→ Selected passage
[start]

Earlier Thursday (22 July), equities fell on news that multiple prominent websites were inaccessible to some users.

As earnings continue to roll in, American stocks are regaining a leadership position in world markets. The ratio between the S&P 500 and an S&P Global gauge of shares listed outside the US shows as much. After falling as much as 10.4% between September and February, the ratio rallied to a record on 9 July and again on Tuesday. – Bloomberg News.

 

EUROPE

Christine Lagarde promised that the European Central Bank (ECB) has learnt from the errors of past crises and would not derail the current economic recovery by withdrawing emergency support too early.

The ECB president spoke Thursday (22 July) as the central bank put into action the new monetary policy strategy it hammered out over the past 18 months. It revised guidance on interest rates, tying policy shifts more tightly to hitting its new 2% inflation goal, and said it would not necessarily react immediately if price growth exceeds that target for a “transitory” period.

[end]

→ Data extract
[start]

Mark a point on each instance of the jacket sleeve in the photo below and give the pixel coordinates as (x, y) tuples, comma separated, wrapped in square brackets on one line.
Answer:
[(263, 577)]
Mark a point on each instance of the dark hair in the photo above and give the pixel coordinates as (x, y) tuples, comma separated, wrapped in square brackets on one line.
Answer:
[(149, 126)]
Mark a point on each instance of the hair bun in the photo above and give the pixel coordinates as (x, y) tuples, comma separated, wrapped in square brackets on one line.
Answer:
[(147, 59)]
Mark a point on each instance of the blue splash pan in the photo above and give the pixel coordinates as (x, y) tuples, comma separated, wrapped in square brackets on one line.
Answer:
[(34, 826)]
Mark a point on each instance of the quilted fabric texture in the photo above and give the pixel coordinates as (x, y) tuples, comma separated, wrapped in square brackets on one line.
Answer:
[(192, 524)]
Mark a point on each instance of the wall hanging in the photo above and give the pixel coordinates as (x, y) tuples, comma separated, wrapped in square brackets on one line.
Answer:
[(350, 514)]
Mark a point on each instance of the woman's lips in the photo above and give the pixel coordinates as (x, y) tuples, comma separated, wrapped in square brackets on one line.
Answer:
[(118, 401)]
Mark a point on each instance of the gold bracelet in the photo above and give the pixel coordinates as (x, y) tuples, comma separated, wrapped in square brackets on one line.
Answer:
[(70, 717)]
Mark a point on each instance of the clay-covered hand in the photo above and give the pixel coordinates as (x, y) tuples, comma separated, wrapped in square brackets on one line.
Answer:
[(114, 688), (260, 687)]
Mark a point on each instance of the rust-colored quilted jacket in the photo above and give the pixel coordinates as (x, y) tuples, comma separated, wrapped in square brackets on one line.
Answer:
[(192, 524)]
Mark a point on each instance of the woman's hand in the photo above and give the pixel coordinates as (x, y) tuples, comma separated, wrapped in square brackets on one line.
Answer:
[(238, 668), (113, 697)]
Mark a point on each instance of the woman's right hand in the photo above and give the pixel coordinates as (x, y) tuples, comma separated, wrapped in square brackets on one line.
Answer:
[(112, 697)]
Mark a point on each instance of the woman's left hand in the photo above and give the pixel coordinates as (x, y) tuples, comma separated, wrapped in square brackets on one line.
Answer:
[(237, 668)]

[end]

→ Problem statement
Write the next part of the market news passage on stocks and the European Central Bank, starting after its final sentence. The items are separate from the market news passage and have no connection to it.

→ Result for this task
The measures reinforce the ECB’s efforts to convince markets that it will keep ultra-loose policy, including record low negative interest rates, in place for as long as needed to revive price stability.

The ECB’s guidance change means that even if inflation is at the target at the end of its forecast horizon -- as much as three years out – it would not be forced to respond with tighter policy. Officials currently foresee price growth averaging just 1.4% in 2023, which suggests any rate hike is years away. – Bloomberg News.

The Stoxx Europe 600 Index rose 0.56% to 456.53.

 

JAPAN

Japan markets are closed 22-23 July for public holidays.